Data supplied below:
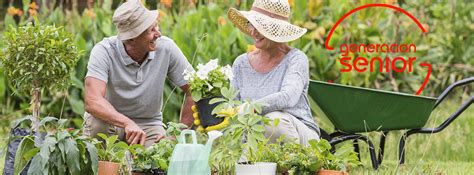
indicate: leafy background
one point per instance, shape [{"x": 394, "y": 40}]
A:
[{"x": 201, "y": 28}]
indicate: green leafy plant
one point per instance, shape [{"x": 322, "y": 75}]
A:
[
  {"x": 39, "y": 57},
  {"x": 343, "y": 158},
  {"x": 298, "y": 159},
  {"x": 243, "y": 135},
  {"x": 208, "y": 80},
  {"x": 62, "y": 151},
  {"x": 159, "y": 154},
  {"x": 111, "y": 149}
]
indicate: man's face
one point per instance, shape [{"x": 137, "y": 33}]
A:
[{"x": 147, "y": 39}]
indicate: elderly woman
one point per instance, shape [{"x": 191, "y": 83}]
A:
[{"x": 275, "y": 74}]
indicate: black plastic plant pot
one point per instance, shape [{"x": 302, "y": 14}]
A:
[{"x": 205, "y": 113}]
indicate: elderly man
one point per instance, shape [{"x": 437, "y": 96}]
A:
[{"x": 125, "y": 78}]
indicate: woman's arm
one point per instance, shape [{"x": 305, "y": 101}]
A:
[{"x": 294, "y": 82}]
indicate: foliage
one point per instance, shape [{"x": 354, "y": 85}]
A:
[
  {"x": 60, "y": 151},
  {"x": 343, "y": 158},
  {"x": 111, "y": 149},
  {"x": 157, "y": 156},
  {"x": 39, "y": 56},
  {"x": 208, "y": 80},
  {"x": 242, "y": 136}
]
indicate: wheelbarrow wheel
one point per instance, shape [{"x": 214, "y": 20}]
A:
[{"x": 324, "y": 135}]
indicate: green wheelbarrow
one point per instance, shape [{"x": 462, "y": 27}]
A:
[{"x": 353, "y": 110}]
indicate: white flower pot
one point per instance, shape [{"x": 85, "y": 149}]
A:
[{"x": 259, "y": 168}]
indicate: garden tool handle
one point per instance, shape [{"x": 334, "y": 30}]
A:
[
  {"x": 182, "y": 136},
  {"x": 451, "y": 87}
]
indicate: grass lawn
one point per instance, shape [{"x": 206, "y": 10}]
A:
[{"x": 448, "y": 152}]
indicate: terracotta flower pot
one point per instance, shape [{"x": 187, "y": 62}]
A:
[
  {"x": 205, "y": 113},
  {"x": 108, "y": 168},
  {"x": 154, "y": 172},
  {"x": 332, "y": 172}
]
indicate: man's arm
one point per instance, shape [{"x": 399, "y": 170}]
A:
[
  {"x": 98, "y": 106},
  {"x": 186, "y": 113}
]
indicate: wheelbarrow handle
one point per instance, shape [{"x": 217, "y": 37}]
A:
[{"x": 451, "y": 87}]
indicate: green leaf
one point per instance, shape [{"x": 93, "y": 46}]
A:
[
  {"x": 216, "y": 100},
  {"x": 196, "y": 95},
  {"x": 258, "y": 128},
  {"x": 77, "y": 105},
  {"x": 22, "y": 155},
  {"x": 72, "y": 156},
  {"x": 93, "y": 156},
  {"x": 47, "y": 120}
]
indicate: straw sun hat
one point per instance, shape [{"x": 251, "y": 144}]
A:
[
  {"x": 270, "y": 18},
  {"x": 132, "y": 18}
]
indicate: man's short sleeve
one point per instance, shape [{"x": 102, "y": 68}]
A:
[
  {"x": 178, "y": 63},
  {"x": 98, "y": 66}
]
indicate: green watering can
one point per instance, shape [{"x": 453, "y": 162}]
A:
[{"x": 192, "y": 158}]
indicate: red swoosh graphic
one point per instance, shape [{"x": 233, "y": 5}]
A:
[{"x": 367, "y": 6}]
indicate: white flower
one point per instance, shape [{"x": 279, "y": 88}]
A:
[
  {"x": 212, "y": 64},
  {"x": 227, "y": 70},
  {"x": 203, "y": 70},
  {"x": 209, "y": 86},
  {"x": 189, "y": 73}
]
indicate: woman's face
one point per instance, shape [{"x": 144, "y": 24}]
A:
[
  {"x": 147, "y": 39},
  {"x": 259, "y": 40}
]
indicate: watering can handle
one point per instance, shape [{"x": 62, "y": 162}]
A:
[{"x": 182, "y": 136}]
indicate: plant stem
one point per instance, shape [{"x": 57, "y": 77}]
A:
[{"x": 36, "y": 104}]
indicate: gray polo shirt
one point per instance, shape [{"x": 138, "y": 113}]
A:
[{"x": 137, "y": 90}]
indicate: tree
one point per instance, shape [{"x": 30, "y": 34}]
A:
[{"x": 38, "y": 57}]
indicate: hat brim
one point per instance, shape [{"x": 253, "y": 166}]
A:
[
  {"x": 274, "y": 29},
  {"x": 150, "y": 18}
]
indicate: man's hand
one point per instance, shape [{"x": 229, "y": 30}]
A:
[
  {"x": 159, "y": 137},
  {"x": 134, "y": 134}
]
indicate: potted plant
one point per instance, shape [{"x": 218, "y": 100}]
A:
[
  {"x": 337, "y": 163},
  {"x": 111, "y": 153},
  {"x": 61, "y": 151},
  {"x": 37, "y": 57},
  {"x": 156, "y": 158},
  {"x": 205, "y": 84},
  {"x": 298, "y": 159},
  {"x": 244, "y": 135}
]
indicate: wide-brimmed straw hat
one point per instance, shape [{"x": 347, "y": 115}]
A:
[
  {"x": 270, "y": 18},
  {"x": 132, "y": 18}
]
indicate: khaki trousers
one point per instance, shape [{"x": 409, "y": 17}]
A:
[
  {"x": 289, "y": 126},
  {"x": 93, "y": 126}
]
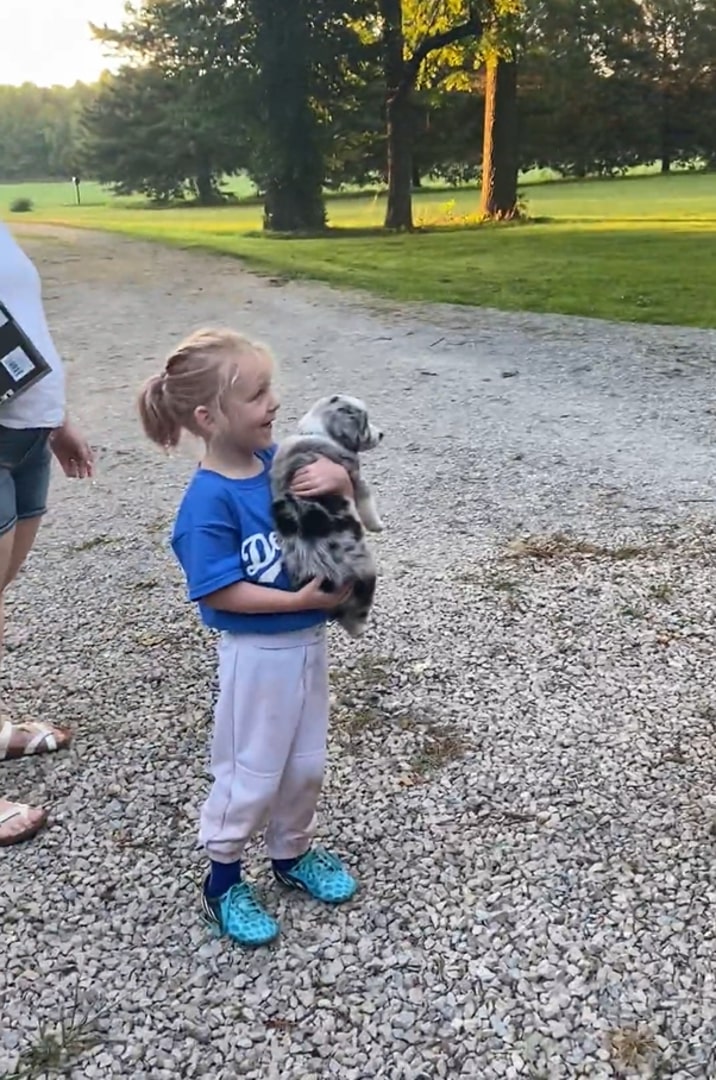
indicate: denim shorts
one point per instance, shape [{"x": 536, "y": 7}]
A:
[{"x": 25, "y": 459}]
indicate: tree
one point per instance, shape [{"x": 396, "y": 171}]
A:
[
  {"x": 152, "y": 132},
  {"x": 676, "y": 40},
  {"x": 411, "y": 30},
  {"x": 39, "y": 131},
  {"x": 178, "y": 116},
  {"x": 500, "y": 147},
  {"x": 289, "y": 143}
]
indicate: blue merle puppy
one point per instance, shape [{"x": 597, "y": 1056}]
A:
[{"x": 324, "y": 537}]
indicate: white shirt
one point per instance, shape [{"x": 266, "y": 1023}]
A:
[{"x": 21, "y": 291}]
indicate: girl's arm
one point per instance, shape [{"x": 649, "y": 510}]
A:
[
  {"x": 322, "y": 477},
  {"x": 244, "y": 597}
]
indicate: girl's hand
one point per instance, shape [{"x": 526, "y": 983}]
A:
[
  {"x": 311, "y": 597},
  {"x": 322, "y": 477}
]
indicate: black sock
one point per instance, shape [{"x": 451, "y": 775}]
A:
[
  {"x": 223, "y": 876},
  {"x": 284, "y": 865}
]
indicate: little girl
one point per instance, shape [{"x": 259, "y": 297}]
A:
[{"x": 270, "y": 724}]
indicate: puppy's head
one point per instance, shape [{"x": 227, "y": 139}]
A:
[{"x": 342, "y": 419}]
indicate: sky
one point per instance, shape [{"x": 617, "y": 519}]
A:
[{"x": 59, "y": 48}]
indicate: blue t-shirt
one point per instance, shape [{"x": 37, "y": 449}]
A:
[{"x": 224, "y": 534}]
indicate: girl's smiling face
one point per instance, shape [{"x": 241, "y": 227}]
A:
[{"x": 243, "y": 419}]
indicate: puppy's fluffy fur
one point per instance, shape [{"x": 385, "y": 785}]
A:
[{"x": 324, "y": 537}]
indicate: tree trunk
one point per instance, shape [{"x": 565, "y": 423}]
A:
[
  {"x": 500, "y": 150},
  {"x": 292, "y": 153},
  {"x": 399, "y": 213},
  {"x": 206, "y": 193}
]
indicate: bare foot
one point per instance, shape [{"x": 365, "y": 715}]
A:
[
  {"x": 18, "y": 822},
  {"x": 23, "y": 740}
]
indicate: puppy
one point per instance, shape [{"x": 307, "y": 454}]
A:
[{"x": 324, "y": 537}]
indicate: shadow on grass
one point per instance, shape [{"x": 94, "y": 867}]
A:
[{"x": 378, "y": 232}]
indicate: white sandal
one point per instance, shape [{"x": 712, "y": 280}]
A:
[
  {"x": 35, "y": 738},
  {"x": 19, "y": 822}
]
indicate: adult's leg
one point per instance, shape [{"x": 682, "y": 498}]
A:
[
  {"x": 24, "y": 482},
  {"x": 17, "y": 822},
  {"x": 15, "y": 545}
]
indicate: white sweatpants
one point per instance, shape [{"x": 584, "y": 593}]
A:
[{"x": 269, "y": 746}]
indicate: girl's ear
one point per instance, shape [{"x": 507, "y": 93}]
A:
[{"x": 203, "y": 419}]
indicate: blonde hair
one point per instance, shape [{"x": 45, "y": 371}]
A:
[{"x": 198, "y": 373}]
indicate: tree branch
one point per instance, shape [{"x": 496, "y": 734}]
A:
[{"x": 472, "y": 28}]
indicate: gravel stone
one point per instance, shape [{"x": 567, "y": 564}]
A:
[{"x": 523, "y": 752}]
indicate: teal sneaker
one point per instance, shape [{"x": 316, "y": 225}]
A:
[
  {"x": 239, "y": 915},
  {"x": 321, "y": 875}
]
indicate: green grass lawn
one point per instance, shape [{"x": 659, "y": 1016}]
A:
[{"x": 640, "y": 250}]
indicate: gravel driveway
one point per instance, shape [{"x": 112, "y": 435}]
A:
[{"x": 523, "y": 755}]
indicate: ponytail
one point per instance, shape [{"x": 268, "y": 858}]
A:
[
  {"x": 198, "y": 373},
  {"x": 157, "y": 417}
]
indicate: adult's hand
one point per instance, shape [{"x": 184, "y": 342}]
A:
End of Data supplied.
- **Problem requirements**
Among the entries above, how many lines hold the string "handle"? Answer with the bare number.

- **Answer**
3